Directive: Quote the listing below in its entirety, omitting every image.

Material:
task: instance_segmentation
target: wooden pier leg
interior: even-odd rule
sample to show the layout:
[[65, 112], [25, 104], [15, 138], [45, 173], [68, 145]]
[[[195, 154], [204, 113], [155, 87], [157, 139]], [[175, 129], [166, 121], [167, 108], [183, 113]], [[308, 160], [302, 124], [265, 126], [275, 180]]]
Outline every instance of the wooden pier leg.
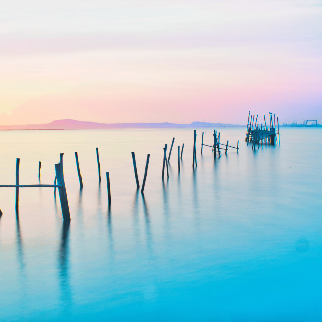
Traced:
[[99, 157], [99, 148], [96, 148], [96, 158], [97, 159], [97, 167], [99, 170], [99, 181], [101, 182], [101, 166], [100, 165], [100, 158]]
[[111, 186], [110, 185], [110, 173], [106, 173], [106, 183], [107, 184], [107, 197], [109, 200], [109, 206], [111, 204]]
[[[16, 159], [16, 184], [19, 184], [19, 164], [20, 159]], [[16, 211], [18, 212], [19, 203], [19, 188], [16, 188]]]
[[82, 175], [80, 174], [80, 168], [79, 168], [79, 161], [78, 160], [78, 153], [75, 152], [75, 157], [76, 158], [76, 164], [77, 165], [77, 171], [78, 173], [78, 178], [79, 178], [79, 185], [80, 189], [83, 188], [83, 180], [82, 180]]
[[[216, 131], [216, 135], [217, 135], [217, 131]], [[218, 135], [218, 137], [217, 139], [217, 149], [218, 150], [218, 155], [219, 157], [221, 157], [221, 153], [220, 153], [220, 133]]]
[[195, 133], [195, 136], [196, 138], [195, 139], [195, 165], [196, 167], [197, 167], [197, 149], [196, 148], [196, 144], [197, 144], [197, 133]]
[[178, 146], [178, 172], [180, 171], [180, 147]]
[[[165, 147], [163, 148], [163, 156], [164, 156], [164, 162], [166, 164], [166, 167], [167, 167], [167, 178], [169, 177], [169, 173], [168, 169], [168, 162], [167, 162], [167, 144], [166, 144]], [[163, 174], [165, 170], [164, 168], [164, 166], [162, 168], [162, 179], [163, 179]]]
[[171, 151], [172, 151], [172, 147], [173, 146], [173, 142], [175, 141], [175, 138], [172, 138], [172, 142], [171, 142], [171, 146], [170, 146], [170, 150], [169, 151], [169, 155], [168, 157], [168, 162], [170, 162], [170, 155], [171, 155]]
[[278, 125], [278, 117], [277, 118], [277, 129], [278, 130], [278, 144], [280, 144], [280, 127]]
[[257, 123], [257, 117], [258, 117], [258, 114], [257, 114], [257, 115], [256, 115], [256, 120], [255, 121], [255, 127], [254, 127], [254, 129], [256, 127], [256, 123]]
[[250, 113], [251, 113], [250, 111], [248, 111], [248, 118], [247, 119], [247, 126], [246, 127], [246, 136], [247, 136], [247, 131], [248, 130], [248, 124], [250, 121]]
[[62, 170], [63, 174], [64, 173], [64, 164], [63, 163], [63, 160], [62, 160], [63, 157], [64, 157], [63, 153], [59, 153], [59, 157], [60, 157], [59, 163], [61, 165], [61, 170]]
[[40, 178], [40, 168], [41, 168], [41, 161], [39, 161], [39, 167], [38, 167], [38, 178]]
[[68, 201], [67, 198], [67, 192], [66, 191], [66, 186], [65, 185], [65, 179], [64, 179], [64, 173], [62, 171], [62, 165], [59, 163], [55, 164], [55, 169], [56, 170], [56, 176], [57, 177], [57, 182], [61, 186], [58, 187], [58, 192], [59, 193], [59, 199], [60, 199], [60, 205], [61, 205], [61, 211], [64, 220], [66, 221], [70, 221], [70, 213], [69, 212], [69, 206]]
[[192, 148], [192, 168], [195, 168], [195, 141], [196, 140], [196, 130], [193, 132], [193, 146]]
[[275, 114], [274, 115], [274, 128], [276, 128], [276, 126], [275, 125]]
[[133, 160], [133, 166], [134, 168], [134, 175], [135, 175], [135, 180], [136, 181], [136, 188], [137, 189], [138, 189], [139, 188], [140, 188], [140, 183], [139, 183], [139, 177], [137, 175], [137, 169], [136, 169], [136, 161], [135, 160], [135, 153], [134, 152], [132, 152], [131, 153], [132, 153], [132, 159]]
[[[165, 147], [163, 148], [163, 161], [162, 162], [162, 175], [161, 177], [163, 179], [164, 174], [165, 173], [165, 164], [167, 165], [167, 171], [168, 173], [168, 162], [167, 162], [167, 147], [168, 145], [165, 144]], [[169, 176], [168, 176], [169, 177]]]
[[143, 184], [142, 184], [142, 189], [141, 192], [144, 193], [144, 188], [145, 187], [145, 181], [146, 181], [146, 176], [147, 176], [147, 169], [149, 166], [149, 161], [150, 160], [150, 154], [147, 154], [147, 158], [146, 159], [146, 164], [145, 165], [145, 171], [144, 171], [144, 178], [143, 180]]
[[197, 134], [196, 130], [193, 131], [193, 151], [192, 153], [192, 168], [195, 168], [195, 165], [197, 167], [197, 158], [196, 157], [196, 140], [197, 139]]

Result for this task:
task: instance_segmentation
target: wooden pier leg
interior: even-odd rule
sample to show the layout:
[[65, 112], [25, 104], [15, 138], [45, 173], [68, 145]]
[[[195, 154], [204, 113], [155, 87], [157, 139]], [[175, 129], [166, 121], [167, 108], [183, 113]], [[308, 160], [302, 124], [265, 126], [275, 180]]]
Outline every instance of the wooden pier leg.
Traced:
[[99, 157], [99, 148], [96, 148], [96, 158], [97, 159], [97, 167], [99, 170], [99, 181], [101, 182], [101, 166], [100, 165], [100, 158]]
[[111, 186], [110, 185], [110, 173], [106, 173], [106, 183], [107, 184], [107, 197], [109, 200], [109, 206], [111, 204]]
[[[16, 159], [16, 184], [19, 184], [19, 164], [20, 159]], [[16, 211], [18, 212], [19, 203], [19, 188], [16, 188]]]
[[82, 175], [80, 174], [80, 168], [79, 168], [79, 161], [78, 160], [78, 153], [75, 152], [75, 157], [76, 158], [76, 164], [77, 165], [77, 171], [78, 173], [78, 178], [79, 178], [79, 185], [80, 189], [83, 188], [83, 180], [82, 180]]
[[[216, 131], [216, 135], [217, 135], [217, 131]], [[218, 135], [218, 137], [217, 139], [217, 149], [218, 150], [218, 155], [219, 157], [221, 157], [221, 153], [220, 153], [220, 133]]]
[[195, 133], [195, 136], [196, 138], [195, 139], [195, 165], [196, 167], [197, 167], [197, 149], [196, 148], [196, 144], [197, 144], [197, 133]]
[[178, 146], [178, 172], [180, 171], [180, 147]]
[[[165, 147], [163, 148], [163, 156], [164, 156], [164, 162], [166, 164], [166, 167], [167, 167], [167, 178], [169, 177], [169, 173], [168, 169], [168, 162], [167, 162], [167, 144], [166, 144]], [[163, 174], [165, 170], [164, 168], [164, 166], [162, 168], [162, 179], [163, 179]]]
[[171, 151], [172, 151], [172, 147], [173, 146], [173, 142], [175, 141], [175, 138], [172, 138], [172, 142], [171, 142], [171, 146], [170, 146], [170, 150], [169, 151], [169, 155], [168, 157], [168, 162], [170, 162], [170, 155], [171, 155]]
[[278, 125], [278, 117], [277, 118], [277, 129], [278, 130], [278, 144], [280, 144], [280, 127]]
[[257, 123], [257, 117], [258, 117], [258, 114], [257, 114], [257, 115], [256, 115], [256, 120], [255, 121], [255, 127], [254, 127], [254, 129], [256, 127], [256, 123]]
[[250, 113], [251, 113], [250, 111], [248, 111], [248, 118], [247, 119], [247, 126], [246, 127], [246, 136], [247, 136], [247, 131], [248, 130], [248, 124], [250, 121]]
[[62, 170], [63, 174], [64, 173], [64, 164], [63, 163], [63, 160], [62, 160], [63, 157], [64, 157], [63, 153], [59, 153], [59, 157], [60, 157], [59, 163], [61, 165], [61, 170]]
[[40, 178], [40, 168], [41, 168], [41, 161], [39, 161], [39, 167], [38, 167], [38, 178]]
[[68, 201], [67, 198], [67, 192], [66, 191], [66, 186], [65, 185], [65, 179], [64, 179], [64, 173], [62, 171], [62, 165], [59, 163], [55, 164], [55, 169], [56, 170], [56, 176], [57, 177], [57, 182], [61, 186], [58, 187], [58, 192], [59, 193], [59, 199], [60, 199], [60, 205], [61, 205], [61, 211], [64, 220], [66, 221], [70, 221], [70, 213], [69, 212], [69, 206]]
[[192, 148], [192, 168], [195, 168], [195, 141], [196, 140], [196, 130], [193, 132], [193, 146]]
[[275, 114], [274, 115], [274, 128], [276, 128], [276, 126], [275, 125]]
[[133, 160], [133, 166], [134, 168], [134, 175], [135, 175], [135, 180], [136, 181], [136, 188], [137, 189], [138, 189], [139, 188], [140, 188], [140, 183], [139, 183], [139, 177], [137, 175], [137, 169], [136, 169], [136, 161], [135, 160], [135, 153], [134, 152], [132, 152], [131, 153], [132, 153], [132, 159]]
[[[165, 147], [163, 148], [163, 161], [162, 162], [162, 175], [161, 177], [163, 179], [164, 174], [165, 173], [165, 164], [167, 165], [167, 171], [168, 173], [168, 162], [167, 162], [167, 147], [168, 145], [165, 144]], [[169, 176], [168, 176], [169, 177]]]
[[143, 184], [142, 184], [142, 189], [141, 192], [144, 193], [144, 188], [145, 187], [145, 181], [146, 181], [146, 176], [147, 176], [147, 169], [149, 166], [149, 161], [150, 160], [150, 154], [147, 154], [147, 158], [146, 159], [146, 164], [145, 165], [145, 171], [144, 171], [144, 178], [143, 180]]
[[197, 134], [196, 130], [193, 131], [193, 151], [192, 153], [192, 168], [195, 168], [195, 165], [197, 167], [197, 158], [196, 157], [196, 140], [197, 139]]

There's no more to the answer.